PROMPT – Apart from the images, every record here needs to be copied exactly.

Referring expression data –

______________________________

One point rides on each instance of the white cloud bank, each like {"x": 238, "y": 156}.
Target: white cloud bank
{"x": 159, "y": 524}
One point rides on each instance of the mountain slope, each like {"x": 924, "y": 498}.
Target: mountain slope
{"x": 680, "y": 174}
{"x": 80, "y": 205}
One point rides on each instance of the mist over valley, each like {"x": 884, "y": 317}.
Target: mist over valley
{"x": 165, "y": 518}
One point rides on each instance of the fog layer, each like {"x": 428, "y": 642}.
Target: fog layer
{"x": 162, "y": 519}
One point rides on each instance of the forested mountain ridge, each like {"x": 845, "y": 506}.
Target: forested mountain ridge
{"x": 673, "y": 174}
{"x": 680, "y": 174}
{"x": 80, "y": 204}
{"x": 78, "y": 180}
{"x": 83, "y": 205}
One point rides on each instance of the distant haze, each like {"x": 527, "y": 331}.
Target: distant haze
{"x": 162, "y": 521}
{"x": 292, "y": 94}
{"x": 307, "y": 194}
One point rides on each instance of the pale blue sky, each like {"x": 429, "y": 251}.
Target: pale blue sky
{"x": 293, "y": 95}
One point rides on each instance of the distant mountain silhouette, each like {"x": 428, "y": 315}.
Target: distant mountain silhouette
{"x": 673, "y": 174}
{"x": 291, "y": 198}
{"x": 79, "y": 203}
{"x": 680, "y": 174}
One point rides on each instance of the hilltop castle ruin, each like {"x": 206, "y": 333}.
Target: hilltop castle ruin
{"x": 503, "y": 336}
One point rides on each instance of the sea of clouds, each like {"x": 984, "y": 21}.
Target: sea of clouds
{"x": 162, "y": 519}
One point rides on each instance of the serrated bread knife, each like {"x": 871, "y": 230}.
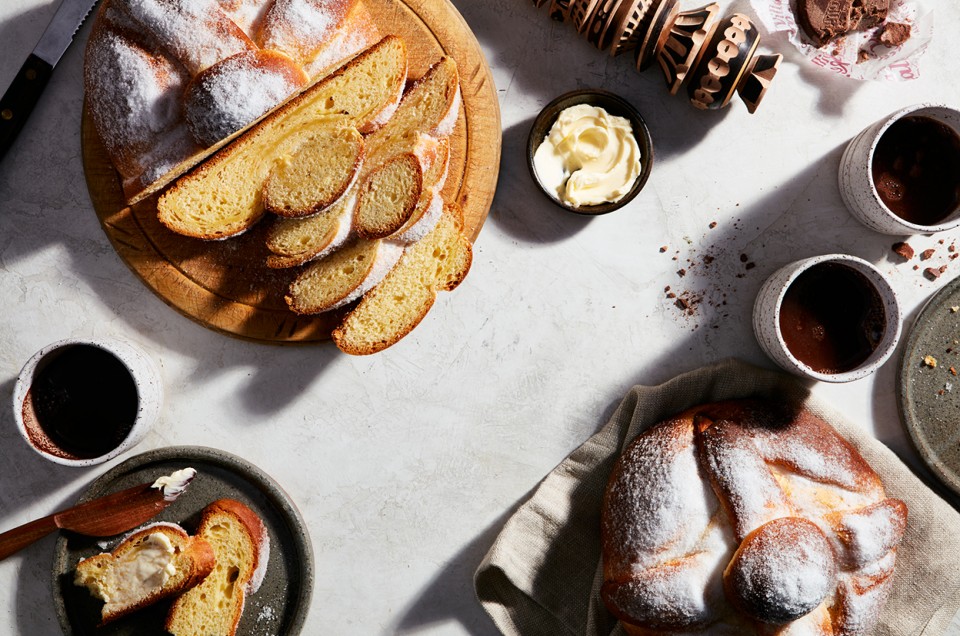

______________________________

WRITTEN ANSWER –
One point rides on each instance of the white cloud bank, each like {"x": 238, "y": 156}.
Target: white cloud bank
{"x": 159, "y": 524}
One point rides on each instance of the mountain slope, each like {"x": 924, "y": 498}.
Target: mountain slope
{"x": 680, "y": 174}
{"x": 80, "y": 205}
One point rides on each instance of the mist over valley, each like {"x": 884, "y": 317}.
Target: mist over valley
{"x": 165, "y": 518}
One point rides on each instance of the fog layer, each like {"x": 428, "y": 642}.
Target: fog layer
{"x": 162, "y": 519}
One point rides on each instance of the forested mountain ridge, each like {"x": 845, "y": 506}.
Target: forested mountain ridge
{"x": 673, "y": 174}
{"x": 680, "y": 174}
{"x": 80, "y": 204}
{"x": 78, "y": 180}
{"x": 83, "y": 205}
One point rides on each instance of the distant haze, each like {"x": 527, "y": 331}.
Target: distant haze
{"x": 162, "y": 521}
{"x": 292, "y": 94}
{"x": 307, "y": 194}
One point rides on each instance of the pale blue sky, each like {"x": 429, "y": 251}.
Target: pale blue sky
{"x": 293, "y": 95}
One point rides on each instance of the distant mountain silhouette, each like {"x": 428, "y": 315}.
Target: distant mountain silhouette
{"x": 673, "y": 174}
{"x": 291, "y": 198}
{"x": 79, "y": 203}
{"x": 680, "y": 174}
One point rides on each instance of the hilltop castle ruin, each like {"x": 206, "y": 333}.
Target: hilltop castle ruin
{"x": 503, "y": 336}
One point rides on each instance of the sea of clouds, each like {"x": 984, "y": 21}.
Target: sea of clouds
{"x": 162, "y": 519}
One point rides on each instance of the serrated bread knife, each like {"x": 871, "y": 230}.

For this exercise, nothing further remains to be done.